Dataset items

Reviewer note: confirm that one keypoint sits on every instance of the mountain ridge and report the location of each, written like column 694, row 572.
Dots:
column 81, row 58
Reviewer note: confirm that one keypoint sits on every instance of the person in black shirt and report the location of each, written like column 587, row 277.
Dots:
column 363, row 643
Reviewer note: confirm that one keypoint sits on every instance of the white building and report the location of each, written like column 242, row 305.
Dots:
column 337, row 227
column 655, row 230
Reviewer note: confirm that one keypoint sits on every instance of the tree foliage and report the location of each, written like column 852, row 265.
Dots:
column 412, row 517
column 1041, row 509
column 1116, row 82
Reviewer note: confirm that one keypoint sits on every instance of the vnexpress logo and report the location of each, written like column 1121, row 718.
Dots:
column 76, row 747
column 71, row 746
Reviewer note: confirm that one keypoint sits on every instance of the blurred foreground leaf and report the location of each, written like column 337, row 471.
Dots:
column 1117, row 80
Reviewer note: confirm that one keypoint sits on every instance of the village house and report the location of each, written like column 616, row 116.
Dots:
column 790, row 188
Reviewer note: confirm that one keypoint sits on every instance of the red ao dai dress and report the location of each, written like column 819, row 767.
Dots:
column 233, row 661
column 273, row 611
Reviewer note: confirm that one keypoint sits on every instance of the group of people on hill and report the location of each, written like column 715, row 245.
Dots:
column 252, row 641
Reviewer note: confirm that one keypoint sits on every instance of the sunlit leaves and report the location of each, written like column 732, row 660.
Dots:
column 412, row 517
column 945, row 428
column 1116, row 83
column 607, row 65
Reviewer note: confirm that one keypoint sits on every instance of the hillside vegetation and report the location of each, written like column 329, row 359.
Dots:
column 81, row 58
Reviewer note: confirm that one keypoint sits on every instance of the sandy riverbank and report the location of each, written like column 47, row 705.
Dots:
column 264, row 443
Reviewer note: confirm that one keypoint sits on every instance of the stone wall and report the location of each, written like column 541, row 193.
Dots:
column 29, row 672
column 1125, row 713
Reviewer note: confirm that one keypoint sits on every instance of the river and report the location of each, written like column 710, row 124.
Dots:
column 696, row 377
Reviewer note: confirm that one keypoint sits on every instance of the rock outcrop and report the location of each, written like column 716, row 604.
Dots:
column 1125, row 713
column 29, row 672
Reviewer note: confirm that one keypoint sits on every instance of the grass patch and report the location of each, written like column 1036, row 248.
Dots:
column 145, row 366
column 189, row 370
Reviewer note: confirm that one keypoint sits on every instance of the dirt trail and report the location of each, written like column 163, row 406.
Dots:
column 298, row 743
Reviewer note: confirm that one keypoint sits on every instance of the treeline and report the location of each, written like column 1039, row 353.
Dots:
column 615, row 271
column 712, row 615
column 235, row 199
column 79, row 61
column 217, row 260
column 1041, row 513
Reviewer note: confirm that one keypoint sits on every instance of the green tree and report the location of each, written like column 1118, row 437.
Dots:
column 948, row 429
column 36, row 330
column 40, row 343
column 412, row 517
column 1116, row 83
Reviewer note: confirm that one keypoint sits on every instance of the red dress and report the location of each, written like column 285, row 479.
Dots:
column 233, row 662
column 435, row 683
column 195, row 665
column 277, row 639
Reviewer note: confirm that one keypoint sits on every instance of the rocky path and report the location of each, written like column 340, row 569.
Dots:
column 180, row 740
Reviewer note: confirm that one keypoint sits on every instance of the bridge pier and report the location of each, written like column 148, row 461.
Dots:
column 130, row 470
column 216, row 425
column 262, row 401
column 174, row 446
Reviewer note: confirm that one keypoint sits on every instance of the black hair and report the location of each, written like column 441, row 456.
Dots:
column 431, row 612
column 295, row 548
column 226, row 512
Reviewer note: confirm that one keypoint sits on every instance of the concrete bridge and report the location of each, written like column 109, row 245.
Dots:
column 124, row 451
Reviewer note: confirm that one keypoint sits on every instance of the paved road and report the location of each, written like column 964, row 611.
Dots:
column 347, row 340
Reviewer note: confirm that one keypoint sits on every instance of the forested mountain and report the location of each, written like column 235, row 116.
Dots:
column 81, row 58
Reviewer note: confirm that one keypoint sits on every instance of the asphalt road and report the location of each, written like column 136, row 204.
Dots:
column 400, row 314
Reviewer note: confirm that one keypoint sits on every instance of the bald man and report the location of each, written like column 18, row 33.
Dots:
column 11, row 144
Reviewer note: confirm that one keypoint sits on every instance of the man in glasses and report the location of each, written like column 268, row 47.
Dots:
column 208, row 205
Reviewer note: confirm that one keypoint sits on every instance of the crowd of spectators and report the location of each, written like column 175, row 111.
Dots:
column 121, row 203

> **Challenge**
Rewrite all of the rows above with every occurrence of "Dots" changed to "Points", leaving everything else as it is.

> **Correct output**
Reviewer note: confirm that one keypoint sits on every instance of the mountain ridge and report the location of each, written like column 694, row 572.
Points:
column 81, row 58
Reviewer note: confirm that one keypoint sits on every instance of the person in black shirt and report the location of each, written like column 587, row 277.
Points:
column 363, row 643
Reviewer note: confirm that one keypoint sits on every instance of the white building and report the location of each, written like column 242, row 305.
Points:
column 337, row 227
column 655, row 230
Reviewer note: confirm that one keypoint sits on every instance of the tree foliage and report the location of each, written like column 852, row 265.
Points:
column 412, row 517
column 1041, row 509
column 1116, row 82
Reviewer note: confirm that one keypoint sits on every instance of the vnexpress logo and report the location of each, written like column 1121, row 718.
Points:
column 76, row 747
column 71, row 746
Reviewer note: confirm that one keypoint sits on every instance of the blurred foreground leaf and report the location of each, written like column 337, row 471.
Points:
column 1117, row 80
Reviewer note: confirm that one keypoint sits on every instance of the village house and report the location of each, written like column 616, row 116.
Points:
column 790, row 188
Reviewer note: confirm that one keypoint sits on every instance of the red ao dai dress and report the location of each, written like column 819, row 767.
Points:
column 233, row 661
column 273, row 611
Reviewer note: confirm that one keypoint sits on every instance of the group of people on hill and report the location of each, written like column 715, row 245.
Points:
column 252, row 641
Reviewer note: confirm that one keypoint sits on every instance of the sunlit leaves and report the location of each, written like column 732, row 660.
Points:
column 412, row 517
column 945, row 428
column 1116, row 83
column 607, row 65
Reviewer note: confirm that one keypoint sits on every instance of the hillside vegetation and report the location of each, written like column 329, row 359.
Points:
column 81, row 58
Reviewer note: confirm that one keypoint sits on every instance of the sandy riverbank and report the location of each, written like column 47, row 705.
Points:
column 264, row 443
Reviewer note: confirm that one keypoint sits on every instance of the stone wall and report the location of each, written like column 541, row 193.
Points:
column 29, row 672
column 1125, row 713
Reviewer note: confirm that one keypoint sits on every instance of the river and report the location of each, written like column 710, row 124.
Points:
column 696, row 377
Reviewer note: confirm that one keypoint sits on every instance of the rock outcrop and report the location of each, written like column 716, row 604.
Points:
column 1125, row 713
column 29, row 672
Reviewer note: confirm that one keypoint sits on every instance of the grass patch and report the location of each, written like column 1036, row 248.
Points:
column 145, row 366
column 189, row 370
Reviewer note: confirm that one keypoint sits on every instance of the dirt trail and report the location of each, written like column 163, row 406.
Points:
column 298, row 743
Reviewer note: confirm that one keypoint sits on every instance of the treeline and report the location of each, written like column 1039, row 353.
Points:
column 615, row 271
column 712, row 615
column 235, row 199
column 79, row 61
column 217, row 260
column 1041, row 513
Reviewer note: confirm that one keypoint sits on every instance of the green tree and report the location of each, written like column 1118, row 437.
Points:
column 948, row 429
column 36, row 330
column 40, row 343
column 412, row 517
column 1116, row 83
Reviewer note: confirm that one keypoint sits on every instance of the red dress and report the location of each, written like column 285, row 479.
Points:
column 233, row 662
column 435, row 683
column 195, row 665
column 277, row 639
Reviewer note: confirm that one keypoint sits on every instance of the rocky path and report the location of each, written like column 340, row 569.
Points:
column 180, row 740
Reviewer note: confirm that one keypoint sits on every instance of the bridge pier and report the location of each, written like column 148, row 461.
Points:
column 130, row 470
column 216, row 425
column 262, row 401
column 174, row 446
Reviewer note: confirm that one keypoint sits on every instance of the black hair and report the location of each, written like column 441, row 456.
Points:
column 431, row 612
column 295, row 548
column 226, row 512
Reviewer note: confirm that one keypoint sits on every instance of the concrete bridge and report the location of each, written like column 109, row 245.
Points:
column 124, row 451
Reviewer note: confirm that one keypoint sits on every instance of the paved road and report the location of each, written like column 964, row 611.
Points:
column 347, row 340
Reviewer note: confirm that one keypoint sits on every instance of the forested mountain and report the location of each, written like column 235, row 116.
Points:
column 81, row 58
Reviewer note: confirm that one keypoint sits on every instance of the asphalt road and report the location of each, written like column 136, row 204.
Points:
column 400, row 314
Reviewer note: confirm that one keypoint sits on every instance of the bald man and report the location of each, written like column 18, row 33.
Points:
column 11, row 144
Reviewer note: confirm that one keypoint sits on every instance of the man in glasses and report the location of each, written like column 268, row 47.
Points:
column 208, row 205
Reviewer note: confirm that one keypoint sits on every instance of the crowd of spectators and report the location of each, written like column 175, row 111.
Points:
column 121, row 203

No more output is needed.